— BEGIN —

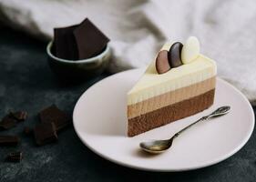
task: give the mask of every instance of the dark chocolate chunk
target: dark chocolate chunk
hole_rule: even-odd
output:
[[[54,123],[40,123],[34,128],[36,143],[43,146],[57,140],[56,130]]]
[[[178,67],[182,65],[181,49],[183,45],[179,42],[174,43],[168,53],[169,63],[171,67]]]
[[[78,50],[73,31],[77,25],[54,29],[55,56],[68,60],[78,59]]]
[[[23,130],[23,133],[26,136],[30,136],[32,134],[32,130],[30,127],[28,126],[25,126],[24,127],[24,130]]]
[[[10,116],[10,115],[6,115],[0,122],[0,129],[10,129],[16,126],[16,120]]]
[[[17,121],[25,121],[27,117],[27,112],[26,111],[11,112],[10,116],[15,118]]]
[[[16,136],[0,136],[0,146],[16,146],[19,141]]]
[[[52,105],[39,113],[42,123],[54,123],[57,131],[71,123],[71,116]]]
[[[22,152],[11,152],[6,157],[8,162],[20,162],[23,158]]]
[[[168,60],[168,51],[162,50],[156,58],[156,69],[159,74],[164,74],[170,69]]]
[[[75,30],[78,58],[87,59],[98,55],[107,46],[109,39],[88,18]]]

— END —
— BEGIN —

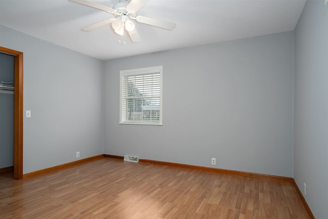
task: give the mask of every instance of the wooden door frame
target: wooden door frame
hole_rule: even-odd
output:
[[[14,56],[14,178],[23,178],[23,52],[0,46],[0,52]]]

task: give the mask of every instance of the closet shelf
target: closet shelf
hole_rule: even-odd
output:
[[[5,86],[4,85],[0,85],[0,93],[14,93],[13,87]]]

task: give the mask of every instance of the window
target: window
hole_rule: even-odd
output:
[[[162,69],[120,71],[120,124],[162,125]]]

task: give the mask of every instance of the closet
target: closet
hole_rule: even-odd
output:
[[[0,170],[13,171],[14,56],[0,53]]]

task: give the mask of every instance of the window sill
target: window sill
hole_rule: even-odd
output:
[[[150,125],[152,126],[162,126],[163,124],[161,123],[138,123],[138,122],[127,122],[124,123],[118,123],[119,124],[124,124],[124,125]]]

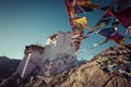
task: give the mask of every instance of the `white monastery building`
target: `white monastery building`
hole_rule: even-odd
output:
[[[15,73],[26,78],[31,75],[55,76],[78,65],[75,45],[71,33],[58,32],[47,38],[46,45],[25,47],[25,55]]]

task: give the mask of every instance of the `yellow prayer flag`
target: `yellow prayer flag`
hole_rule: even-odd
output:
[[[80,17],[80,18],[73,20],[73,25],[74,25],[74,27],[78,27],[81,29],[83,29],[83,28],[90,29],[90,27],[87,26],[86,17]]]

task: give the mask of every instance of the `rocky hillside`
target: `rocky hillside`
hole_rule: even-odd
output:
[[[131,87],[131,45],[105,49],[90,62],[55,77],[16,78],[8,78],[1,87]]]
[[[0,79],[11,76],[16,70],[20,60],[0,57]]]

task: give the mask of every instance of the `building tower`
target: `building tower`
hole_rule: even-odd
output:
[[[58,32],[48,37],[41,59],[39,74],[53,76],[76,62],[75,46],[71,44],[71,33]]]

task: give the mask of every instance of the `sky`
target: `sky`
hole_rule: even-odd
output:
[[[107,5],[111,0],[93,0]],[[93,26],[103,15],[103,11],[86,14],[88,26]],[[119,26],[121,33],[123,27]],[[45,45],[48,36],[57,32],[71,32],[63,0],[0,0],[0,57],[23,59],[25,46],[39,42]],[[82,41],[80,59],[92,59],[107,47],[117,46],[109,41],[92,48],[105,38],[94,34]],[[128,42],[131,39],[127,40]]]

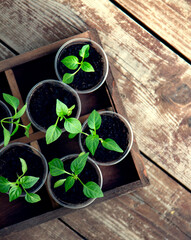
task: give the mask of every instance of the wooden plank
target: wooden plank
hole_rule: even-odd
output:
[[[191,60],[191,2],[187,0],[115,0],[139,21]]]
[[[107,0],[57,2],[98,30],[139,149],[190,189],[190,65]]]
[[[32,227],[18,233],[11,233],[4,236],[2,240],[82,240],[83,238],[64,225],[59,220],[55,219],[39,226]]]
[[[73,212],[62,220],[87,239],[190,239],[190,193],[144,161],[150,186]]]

— END —

Instruction: Please pick out and copy every line of the data above that contains the string "chunk", matching uppercase and lowercase exactly.

Exercise answer:
task: give the mask of every instance of the dark chocolate chunk
target: dark chocolate chunk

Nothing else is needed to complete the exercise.